Tasks and exercises
1. Translate the following sentence from the article on The Last of Us Season 2 into Spanish: "This was also after FEDRA had hunted down and killed the founders of the WLF, Emma and James Patterson."
2. Reproduce verbatim the passage of the article on The Last of Us Season 2 that lies between "How Episode 4" and "a violent battleground.", inclusive.

How Episode 4 of The Last of Us Season 2 Puts a New Spin on a Pivotal Video Game Character

Warning: This post contains spoilers for Episode 4 of The Last of Us Season 2.
Ellie (Bella Ramsey) and Dina (Isabela Merced) may have made it to Seattle, but it’s clear they weren’t aware exactly how much they’d be up against upon arriving in the city. Not only are there hordes of infected to deal with, but the ongoing war between the Washington Liberation Front (WLF) militia group and the religious cult known as the Seraphites (or, as the Wolves call them, the Scars) has turned Seattle’s streets into a violent battleground.
As we learn in Episode 4, one of the people at the center of this fight is Isaac Dixon (Jeffrey Wright, who also voiced the character in The Last of Us Part II video game), the ruthless leader of the WLF who holds an uncompromising stance about how the Seraphites should be dealt with. We see this attitude laid bare in a scene based on a sequence from the game in which Isaac brutally tortures a captive Scar before shooting him in the head when he taunts him about the number of people defecting from the WLF to the Seraphites.
In the game, Isaac is a former U.S. Marine who became the leader of the WLF following the so-called Thursday Market Massacre, an incident that saw Federal Disaster Response Agency (FEDRA) soldiers open fire on Seattle residents peacefully protesting Quarantine Zone food shortages and flipped civilian support from the military to the Wolves. This was also after FEDRA had hunted down and killed the founders of the WLF, Emma and James Patterson.

Data extract

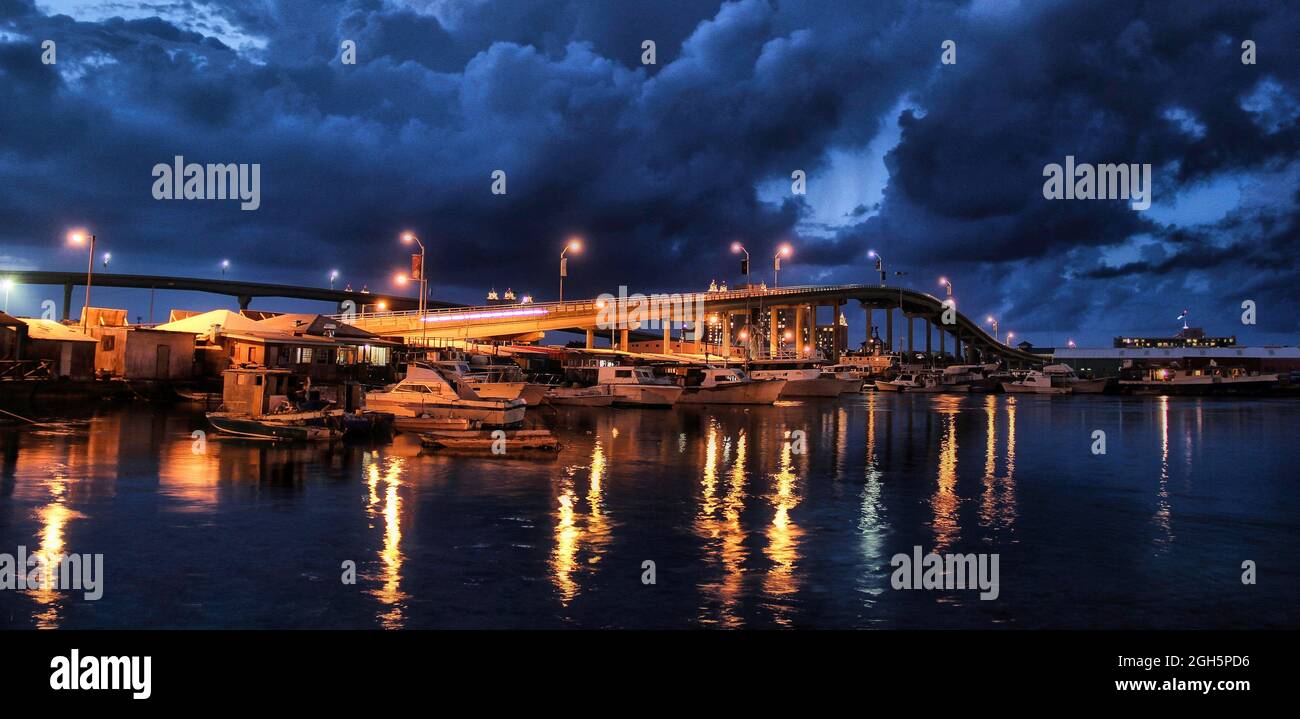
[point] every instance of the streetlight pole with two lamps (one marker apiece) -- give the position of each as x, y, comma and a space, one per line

Expected responses
1. Esto también ocurrió después de que FEDRA hubiera perseguido y matado a los fundadores del WLF, Emma y James Patterson.

2.
How Episode 4 of The Last of Us Season 2 Puts a New Spin on a Pivotal Video Game Character

Warning: This post contains spoilers for Episode 4 of The Last of Us Season 2.
Ellie (Bella Ramsey) and Dina (Isabela Merced) may have made it to Seattle, but it’s clear they weren’t aware exactly how much they’d be up against upon arriving in the city. Not only are there hordes of infected to deal with, but the ongoing war between the Washington Liberation Front (WLF) militia group and the religious cult known as the Seraphites (or, as the Wolves call them, the Scars) has turned Seattle’s streets into a violent battleground.